*WHAT THE EXERCISE ASKS*:
Rescale the entries starting at the line that contains "If you could drop a marker on the weathered" and ending at the end of the entries. Rewrite every one of those lines with each answer coordinate multiplied by 0.3 and rounded to the nearest whole number (halves round up), and leave all other numbers unchanged.

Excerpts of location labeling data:
--*--

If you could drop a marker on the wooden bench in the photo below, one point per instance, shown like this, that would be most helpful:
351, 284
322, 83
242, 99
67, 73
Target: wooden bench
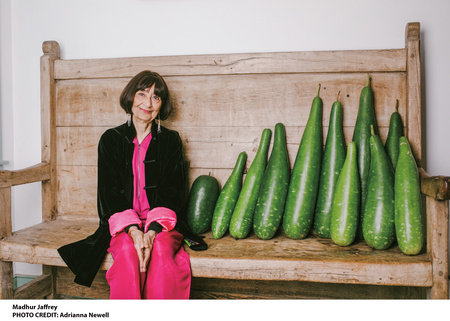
222, 104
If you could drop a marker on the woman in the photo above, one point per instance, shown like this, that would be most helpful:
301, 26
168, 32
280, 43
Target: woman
141, 194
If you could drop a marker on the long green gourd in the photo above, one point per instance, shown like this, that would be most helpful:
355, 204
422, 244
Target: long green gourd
333, 159
361, 135
409, 228
378, 213
392, 145
242, 218
346, 201
302, 192
272, 196
228, 198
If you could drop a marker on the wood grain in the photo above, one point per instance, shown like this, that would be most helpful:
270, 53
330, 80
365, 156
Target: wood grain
5, 212
39, 288
312, 259
48, 128
414, 94
205, 288
281, 62
6, 280
235, 101
36, 173
437, 242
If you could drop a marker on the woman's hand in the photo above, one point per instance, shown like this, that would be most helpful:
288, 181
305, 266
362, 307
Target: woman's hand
137, 236
149, 237
143, 244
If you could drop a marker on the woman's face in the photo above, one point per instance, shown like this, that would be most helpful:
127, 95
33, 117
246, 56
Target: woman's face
146, 105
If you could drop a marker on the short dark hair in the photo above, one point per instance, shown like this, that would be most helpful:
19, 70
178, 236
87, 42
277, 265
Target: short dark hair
146, 79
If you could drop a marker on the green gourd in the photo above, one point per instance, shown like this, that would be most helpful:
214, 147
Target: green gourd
392, 145
378, 213
202, 200
346, 201
409, 228
272, 196
242, 217
333, 159
228, 198
302, 192
361, 135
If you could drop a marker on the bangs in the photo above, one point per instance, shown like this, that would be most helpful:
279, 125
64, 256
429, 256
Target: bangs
143, 80
148, 81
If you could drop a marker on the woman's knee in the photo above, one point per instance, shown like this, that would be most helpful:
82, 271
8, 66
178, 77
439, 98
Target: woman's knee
166, 244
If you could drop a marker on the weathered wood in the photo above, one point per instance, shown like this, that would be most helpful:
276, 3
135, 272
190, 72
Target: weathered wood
414, 95
204, 288
66, 287
38, 288
312, 259
436, 187
244, 100
6, 269
5, 212
437, 243
6, 280
222, 103
282, 62
202, 145
39, 172
48, 128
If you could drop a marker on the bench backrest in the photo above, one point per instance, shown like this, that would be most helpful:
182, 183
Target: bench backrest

--*--

*FINISHED EXERCISE*:
If you could drop a marker on the weathered wood in the photo above, one point per instance, shown like this, that would be most helpful:
276, 3
135, 272
190, 72
Target: weathered wood
124, 29
61, 86
20, 86
11, 86
94, 78
131, 56
73, 30
2, 81
2, 64
131, 73
2, 84
67, 31
85, 19
61, 44
12, 52
14, 38
If you could drop a marker on the bench backrest in the photo above, one point per instance, shown like this, that would be most helpful:
182, 183
Target: bench backrest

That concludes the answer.